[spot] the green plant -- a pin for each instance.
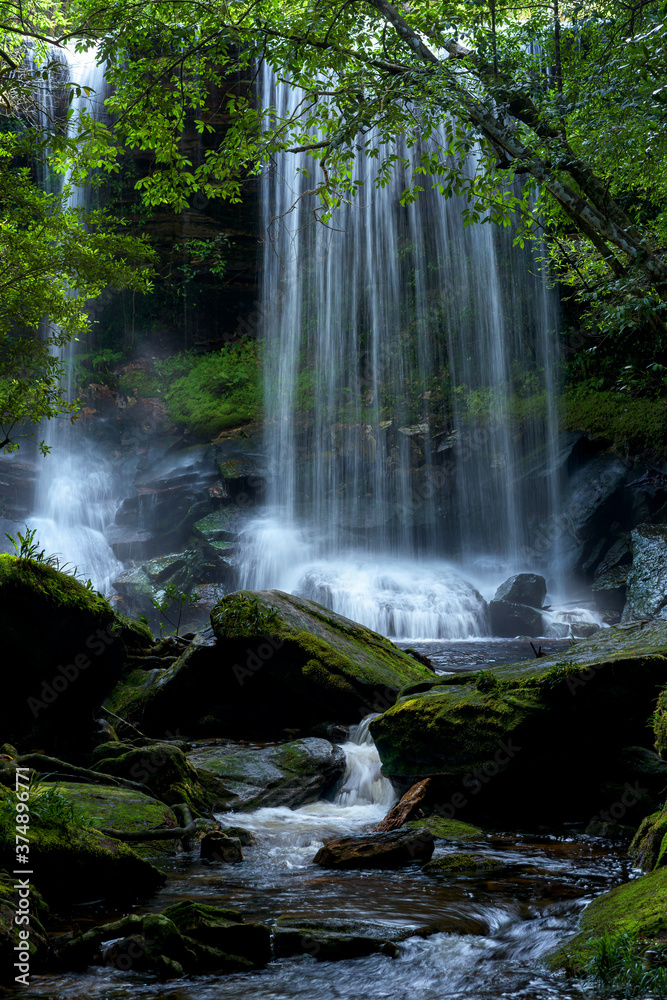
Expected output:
(621, 964)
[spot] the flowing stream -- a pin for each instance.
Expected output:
(474, 935)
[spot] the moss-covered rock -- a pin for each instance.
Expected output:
(649, 846)
(106, 807)
(72, 863)
(22, 927)
(459, 862)
(287, 774)
(276, 662)
(638, 909)
(161, 767)
(64, 649)
(446, 829)
(539, 736)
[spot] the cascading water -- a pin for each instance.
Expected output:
(74, 500)
(397, 343)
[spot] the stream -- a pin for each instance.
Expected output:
(482, 934)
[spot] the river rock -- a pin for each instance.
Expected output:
(287, 774)
(407, 808)
(513, 744)
(275, 663)
(162, 767)
(64, 648)
(524, 588)
(647, 580)
(376, 850)
(330, 940)
(508, 620)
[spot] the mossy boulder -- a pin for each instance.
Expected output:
(649, 846)
(64, 647)
(330, 939)
(287, 774)
(539, 737)
(16, 932)
(72, 863)
(275, 662)
(106, 807)
(638, 909)
(161, 767)
(459, 862)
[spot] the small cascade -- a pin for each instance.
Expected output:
(294, 835)
(74, 500)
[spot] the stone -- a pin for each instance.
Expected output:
(330, 939)
(376, 850)
(68, 643)
(288, 774)
(407, 808)
(459, 862)
(523, 588)
(275, 663)
(509, 620)
(217, 846)
(497, 743)
(647, 580)
(162, 767)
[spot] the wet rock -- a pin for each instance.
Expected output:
(610, 588)
(647, 580)
(524, 588)
(217, 846)
(638, 909)
(649, 846)
(161, 767)
(109, 807)
(331, 940)
(65, 645)
(15, 943)
(491, 746)
(376, 850)
(407, 808)
(508, 620)
(276, 663)
(459, 862)
(288, 774)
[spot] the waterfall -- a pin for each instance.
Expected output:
(410, 399)
(74, 500)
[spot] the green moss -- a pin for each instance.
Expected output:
(635, 425)
(222, 390)
(460, 862)
(446, 829)
(638, 908)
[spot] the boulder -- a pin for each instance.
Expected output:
(508, 620)
(647, 580)
(637, 909)
(524, 588)
(459, 862)
(109, 807)
(16, 938)
(408, 807)
(64, 645)
(162, 767)
(217, 846)
(275, 663)
(287, 774)
(376, 850)
(514, 741)
(649, 846)
(330, 940)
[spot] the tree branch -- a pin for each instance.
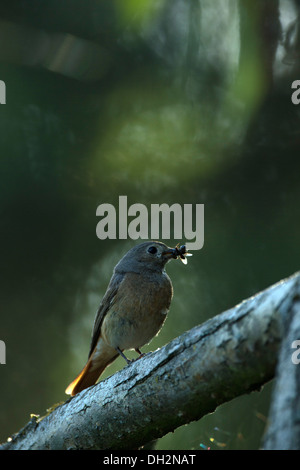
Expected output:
(230, 354)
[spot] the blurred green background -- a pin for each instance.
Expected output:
(163, 101)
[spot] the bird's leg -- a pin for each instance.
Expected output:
(140, 353)
(123, 355)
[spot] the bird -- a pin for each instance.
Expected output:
(133, 309)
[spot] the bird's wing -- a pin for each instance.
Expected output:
(107, 301)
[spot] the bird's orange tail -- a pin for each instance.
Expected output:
(91, 371)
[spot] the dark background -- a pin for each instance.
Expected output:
(162, 101)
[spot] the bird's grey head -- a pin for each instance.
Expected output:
(147, 256)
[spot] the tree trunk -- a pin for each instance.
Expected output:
(230, 354)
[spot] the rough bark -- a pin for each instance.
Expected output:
(283, 431)
(230, 354)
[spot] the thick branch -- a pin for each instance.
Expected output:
(231, 354)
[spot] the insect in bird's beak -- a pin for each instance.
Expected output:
(182, 252)
(178, 252)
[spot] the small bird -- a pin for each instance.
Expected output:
(132, 310)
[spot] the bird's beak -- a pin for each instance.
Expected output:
(170, 253)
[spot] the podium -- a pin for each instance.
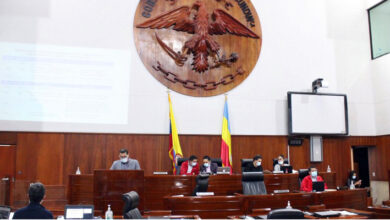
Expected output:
(110, 185)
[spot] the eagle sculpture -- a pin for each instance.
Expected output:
(201, 44)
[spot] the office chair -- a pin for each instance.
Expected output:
(202, 183)
(4, 212)
(217, 161)
(302, 173)
(244, 163)
(179, 162)
(285, 214)
(130, 210)
(253, 183)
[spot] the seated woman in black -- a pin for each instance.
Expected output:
(255, 166)
(353, 178)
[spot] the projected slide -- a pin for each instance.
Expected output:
(46, 83)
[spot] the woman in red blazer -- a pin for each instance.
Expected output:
(307, 182)
(193, 164)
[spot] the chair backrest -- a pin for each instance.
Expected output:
(130, 209)
(253, 183)
(302, 173)
(217, 161)
(244, 163)
(179, 162)
(286, 214)
(202, 183)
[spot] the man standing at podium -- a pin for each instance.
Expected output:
(124, 162)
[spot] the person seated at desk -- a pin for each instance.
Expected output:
(280, 163)
(208, 166)
(124, 162)
(255, 166)
(34, 210)
(307, 182)
(352, 178)
(190, 167)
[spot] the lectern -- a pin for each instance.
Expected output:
(109, 185)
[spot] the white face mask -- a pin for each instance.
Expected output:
(124, 160)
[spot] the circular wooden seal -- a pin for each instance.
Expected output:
(198, 47)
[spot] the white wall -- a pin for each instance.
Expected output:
(302, 40)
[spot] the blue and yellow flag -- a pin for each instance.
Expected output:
(226, 145)
(174, 142)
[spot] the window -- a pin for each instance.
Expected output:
(379, 21)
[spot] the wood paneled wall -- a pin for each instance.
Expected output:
(51, 157)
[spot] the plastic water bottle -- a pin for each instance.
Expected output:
(352, 186)
(288, 205)
(78, 172)
(109, 214)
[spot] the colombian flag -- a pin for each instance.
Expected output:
(226, 145)
(174, 143)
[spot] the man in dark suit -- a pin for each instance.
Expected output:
(34, 210)
(190, 167)
(208, 166)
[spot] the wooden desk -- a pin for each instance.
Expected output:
(380, 212)
(224, 206)
(216, 207)
(360, 214)
(156, 187)
(110, 185)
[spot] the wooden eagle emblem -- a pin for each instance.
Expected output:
(198, 47)
(201, 44)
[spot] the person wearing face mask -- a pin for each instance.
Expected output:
(255, 166)
(208, 166)
(34, 210)
(352, 178)
(124, 162)
(190, 167)
(280, 163)
(307, 182)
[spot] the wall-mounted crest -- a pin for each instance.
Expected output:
(198, 47)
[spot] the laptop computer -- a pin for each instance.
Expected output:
(318, 186)
(79, 211)
(5, 212)
(223, 170)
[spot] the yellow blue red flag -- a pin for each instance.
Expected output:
(174, 142)
(226, 145)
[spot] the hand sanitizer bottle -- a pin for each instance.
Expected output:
(288, 205)
(109, 214)
(78, 172)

PROBLEM DETAILS |
The data above should be repeated exactly, minus any pictures.

EXERCISE RESPONSE |
[spot] the green plant -- a pin for each instance.
Expected output:
(621, 964)
[spot] the flowing stream -- a pin for each instance.
Expected output:
(474, 935)
[spot] the moss-covered rock -- a pin for each instance.
Expected output:
(649, 846)
(106, 807)
(72, 863)
(22, 927)
(459, 862)
(287, 774)
(276, 662)
(638, 909)
(161, 767)
(64, 649)
(446, 829)
(539, 736)
[spot] the cascading water -- a pin for each instance.
Expected output:
(74, 500)
(397, 343)
[spot] the stream -- a pin for each instance.
Expected output:
(482, 934)
[spot] the river rock -- a pin for each instance.
Expected output:
(287, 774)
(407, 808)
(513, 744)
(275, 663)
(162, 767)
(64, 648)
(524, 588)
(647, 580)
(376, 850)
(330, 940)
(508, 620)
[spot] the mossy boulder -- a pin for each instance.
Expected output:
(649, 846)
(64, 647)
(330, 939)
(287, 774)
(539, 737)
(16, 932)
(72, 863)
(275, 662)
(106, 807)
(638, 909)
(161, 767)
(459, 862)
[spot] the small cascade -- a pin for each instance.
Expected output:
(294, 835)
(74, 500)
[spot] the stone -- a pin for each instance.
Expected output:
(330, 939)
(376, 850)
(68, 643)
(288, 774)
(407, 808)
(459, 862)
(523, 588)
(275, 663)
(509, 620)
(217, 846)
(497, 743)
(647, 580)
(162, 767)
[spot] the wet rock -- a pin for each instance.
Expected output:
(610, 588)
(647, 580)
(524, 588)
(217, 846)
(638, 909)
(649, 846)
(161, 767)
(109, 807)
(331, 940)
(65, 645)
(15, 943)
(491, 746)
(376, 850)
(407, 808)
(508, 620)
(276, 663)
(459, 862)
(288, 774)
[spot] the waterfall -- a pin for each instance.
Expected output:
(410, 399)
(74, 500)
[spot] the green moss -- a pin for each instance.
Expected output:
(635, 425)
(222, 390)
(460, 862)
(446, 829)
(638, 908)
[spot] the boulder -- a pin for each instance.
Expected output:
(508, 620)
(647, 580)
(637, 909)
(524, 588)
(459, 862)
(109, 807)
(16, 938)
(408, 807)
(64, 645)
(162, 767)
(217, 846)
(275, 663)
(287, 774)
(376, 850)
(514, 741)
(649, 846)
(330, 940)
[spot] the tree branch -- a pin for each instance.
Expected output:
(230, 354)
[spot] the blurred green background -- a pin for each instance.
Expected output:
(163, 101)
[spot] the bird's leg -- a pin for each instance.
Expected output:
(140, 353)
(123, 355)
[spot] the bird -- a pin for each instance.
Expected output:
(133, 309)
[spot] the bird's wing -- a pin for each instance.
Expected output:
(107, 301)
[spot] the bird's orange tail -- a pin for each instance.
Expected output:
(91, 371)
[spot] the dark background -- a pin for each instance.
Expected output:
(162, 101)
[spot] the bird's grey head -- a pin for each instance.
Expected output:
(147, 256)
[spot] the tree trunk -- a pin for each instance.
Expected output:
(230, 354)
[spot] the rough bark -- a pin for each instance.
Expected output:
(283, 431)
(230, 354)
[spot] the thick branch -- a pin for each instance.
Expected output:
(231, 354)
[spot] the insect in bird's beak -- a pin for each instance.
Expected output:
(182, 252)
(178, 252)
[spot] the small bird -- a pin for each instance.
Expected output:
(132, 310)
[spot] the bird's beak -- a pin for each instance.
Expected output:
(170, 253)
[spot] the podium -- a pin for each instance.
Expected output:
(110, 185)
[spot] the eagle sculpture -- a pin for each instance.
Expected output:
(201, 44)
[spot] the office chair -- a pin for each instance.
Expected output:
(202, 183)
(4, 212)
(217, 161)
(302, 173)
(244, 163)
(179, 162)
(285, 214)
(130, 210)
(253, 183)
[spot] the seated woman in black -- a pin for each instance.
Expected output:
(255, 166)
(353, 178)
[spot] the projected slide -- a pin for each instance.
Expected output:
(46, 83)
[spot] the woman in red blazer -- a pin for each instance.
Expected output:
(307, 182)
(193, 164)
[spot] the chair backrest -- a pin for each instance.
Expected output:
(130, 209)
(253, 183)
(302, 173)
(217, 161)
(244, 163)
(179, 162)
(286, 214)
(202, 183)
[spot] the man standing at podium -- a pin for each instance.
Expected output:
(124, 162)
[spot] the person seated at desk -- a pin for each instance.
Expected output:
(280, 163)
(208, 166)
(124, 162)
(255, 166)
(34, 210)
(307, 182)
(352, 178)
(190, 167)
[spot] the lectern -- a pin for each instance.
Expected output:
(109, 185)
[spot] the white face mask -- a pin for each instance.
Expected output:
(124, 160)
[spot] the circular wooden seal -- a pin for each instance.
Expected output:
(198, 47)
[spot] the white wall -- a pin for each instance.
Expected output:
(302, 40)
[spot] the blue and yellow flag -- a pin for each instance.
Expected output:
(226, 145)
(174, 142)
[spot] the window -- a pin for each instance.
Expected output:
(379, 21)
[spot] the wood paneled wall -- a pin for each instance.
Expected output:
(51, 157)
[spot] the plastic water bottle -- a pin for each instance.
Expected output:
(352, 186)
(288, 205)
(78, 172)
(109, 214)
[spot] the colombian flag -- a pin for each instance.
Expected output:
(226, 145)
(174, 143)
[spot] the man in dark suit -- a pin for each instance.
Expected output:
(34, 210)
(190, 167)
(208, 166)
[spot] the wooden desk -- a pin for each instance.
Expected output:
(380, 212)
(224, 206)
(216, 207)
(360, 214)
(156, 187)
(110, 185)
[spot] the wooden eagle emblem -- a pin for each instance.
Expected output:
(198, 47)
(201, 44)
[spot] the person wearing face mask -- a pin for each instance.
Expected output:
(255, 166)
(208, 166)
(34, 210)
(352, 178)
(124, 162)
(190, 167)
(280, 163)
(307, 182)
[spot] the wall-mounted crest -- a pin for each instance.
Expected output:
(198, 47)
[spot] the laptop computer -- a pin for each instance.
Expected output:
(318, 186)
(79, 211)
(5, 212)
(223, 170)
[spot] the yellow blue red flag -- a pin for each instance.
Expected output:
(174, 142)
(226, 145)
[spot] the hand sanitizer bottle -- a pin for each instance.
Expected output:
(288, 205)
(109, 214)
(78, 172)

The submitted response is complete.